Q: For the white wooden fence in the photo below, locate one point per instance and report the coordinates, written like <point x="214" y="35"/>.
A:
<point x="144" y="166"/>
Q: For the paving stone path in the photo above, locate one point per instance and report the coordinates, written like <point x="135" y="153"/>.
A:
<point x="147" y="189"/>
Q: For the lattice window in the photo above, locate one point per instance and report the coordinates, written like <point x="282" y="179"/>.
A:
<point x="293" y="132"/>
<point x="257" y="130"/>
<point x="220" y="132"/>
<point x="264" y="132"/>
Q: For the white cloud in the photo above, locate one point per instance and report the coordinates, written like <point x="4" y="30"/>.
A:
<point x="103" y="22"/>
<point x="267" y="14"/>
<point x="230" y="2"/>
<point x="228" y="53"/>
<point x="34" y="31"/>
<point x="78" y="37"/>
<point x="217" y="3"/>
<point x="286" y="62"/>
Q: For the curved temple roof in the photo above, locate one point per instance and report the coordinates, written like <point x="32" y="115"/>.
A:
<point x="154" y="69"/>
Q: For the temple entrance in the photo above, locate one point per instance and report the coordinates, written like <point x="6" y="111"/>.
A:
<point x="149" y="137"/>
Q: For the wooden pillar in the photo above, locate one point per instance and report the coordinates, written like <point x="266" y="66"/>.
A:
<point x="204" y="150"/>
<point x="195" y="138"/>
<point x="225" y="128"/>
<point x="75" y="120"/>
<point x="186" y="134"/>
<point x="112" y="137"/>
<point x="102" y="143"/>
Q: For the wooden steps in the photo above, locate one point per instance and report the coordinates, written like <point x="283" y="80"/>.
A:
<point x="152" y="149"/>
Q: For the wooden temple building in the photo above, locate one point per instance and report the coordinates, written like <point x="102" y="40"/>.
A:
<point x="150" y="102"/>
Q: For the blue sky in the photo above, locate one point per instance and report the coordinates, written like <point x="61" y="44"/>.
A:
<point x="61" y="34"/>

▶ _What is required_
Each line of the listing has to be reproduced exactly.

▶ _Expected answer_
Q: For the white wooden fence in the photo below, locate one point per instance and report the coordinates, written like <point x="214" y="35"/>.
A:
<point x="144" y="166"/>
Q: For the paving stone path in the photo above, locate one point per instance and report the coordinates, written like <point x="135" y="153"/>.
A:
<point x="147" y="189"/>
Q: For the lattice window in the photo above, locate one point per instance and report the coordinates, written like <point x="282" y="179"/>.
A:
<point x="293" y="132"/>
<point x="257" y="130"/>
<point x="220" y="132"/>
<point x="264" y="132"/>
Q: For the white cloud in the photo above, locate one point per instance and report the coordinates, written like <point x="4" y="30"/>.
A:
<point x="103" y="22"/>
<point x="267" y="14"/>
<point x="230" y="2"/>
<point x="228" y="53"/>
<point x="34" y="31"/>
<point x="78" y="37"/>
<point x="217" y="3"/>
<point x="286" y="62"/>
Q: For the curved temple roof in the photo above, locate one point per instance and report the coordinates, written like <point x="32" y="115"/>.
A:
<point x="154" y="69"/>
Q: For the temple entrance in the photo above, locate one point per instance and report the coordinates, written like <point x="6" y="111"/>.
A:
<point x="149" y="137"/>
Q: For the wooden pillar in the photo above, locate one point per instance and report the coordinates, written like <point x="266" y="66"/>.
A:
<point x="204" y="150"/>
<point x="195" y="138"/>
<point x="225" y="128"/>
<point x="75" y="120"/>
<point x="186" y="134"/>
<point x="112" y="137"/>
<point x="102" y="143"/>
Q: For the wooden steps in the photo above, locate one point per instance and report the coordinates, written like <point x="283" y="80"/>.
A:
<point x="152" y="149"/>
Q: For the wooden temple building in the photo above, locate one point per instance and report the coordinates, written like <point x="102" y="40"/>.
A:
<point x="150" y="102"/>
Q: For the blue sky in the photo above, locate one point per instance and report the coordinates, written like <point x="61" y="44"/>.
A:
<point x="61" y="34"/>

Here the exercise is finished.